++++ Page

ADR-009: Self-Authentication for Admin API

Context: The admin API needs authentication. Options: separate admin auth system, API keys, or use Porta's own OIDC tokens.

Decision: Porta authenticates its own admin API using tokens it issues to the super-admin organization. The admin-auth middleware validates ES256 JWTs against Porta's own signing keys.

Consequences:

  • ✅ No external auth dependency
  • ✅ Single source of truth for admin identity
  • ✅ Leverages existing OIDC infrastructure (keys, token issuance, RBAC)
  • porta-admin role provides granular access control
  • ⚠️ Bootstrap requires porta init to create the super-admin org and first user

ADR-010: Domain Module Structure

Context: The codebase is growing with multiple business domains. Need a consistent structure for each domain.

Decision: Each domain module follows a standard layout: index.ts (barrel), types.ts, errors.ts, repository.ts, cache.ts, service.ts, plus optional slugs.ts and validators.ts.

Consequences:

  • ✅ Predictable file locations — developers know where to find things
  • ✅ Clear separation of concerns within each module
  • ✅ Barrel exports control the public API surface
  • ✅ Easy to add new modules following the template
  • ⚠️ Some modules have more files than strictly needed (not all need slugs.ts)

ADR-011: Login Methods Resolution

Context: Different organizations and clients may support different authentication methods (password, magic link). Need a flexible inheritance model.

++++++++

__Required actions__
(1) Duplicate this passage from the architecture decision records, starting at the words "Context: The admin" and ending after the words "own signing keys.".
(2) Answer these questions from the architecture decision records:
(a) What type of JWTs does the admin-auth middleware validate?
(b) Which two files in the domain module layout are optional?
(c) Which two authentication methods does ADR-011 give as examples?

++++ Data segment

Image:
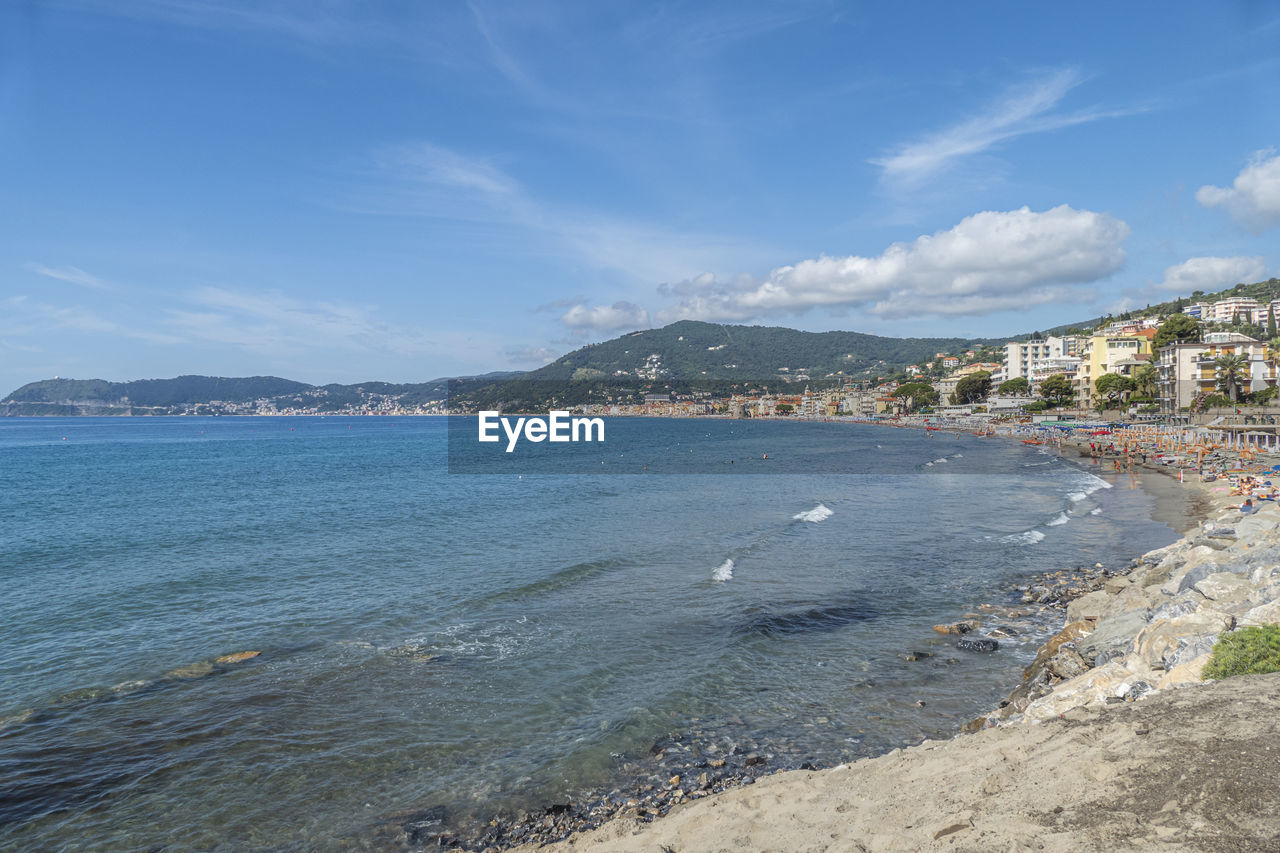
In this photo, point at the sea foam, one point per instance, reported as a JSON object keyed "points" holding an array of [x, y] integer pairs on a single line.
{"points": [[817, 514]]}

++++++++

__Correct answers__
(1)
Context: The admin API needs authentication. Options: separate admin auth system, API keys, or use Porta's own OIDC tokens.

Decision: Porta authenticates its own admin API using tokens it issues to the super-admin organization. The admin-auth middleware validates ES256 JWTs against Porta's own signing keys.

(2)
(a) ES256 JWTs
(b) slugs.ts and validators.ts
(c) Password and magic link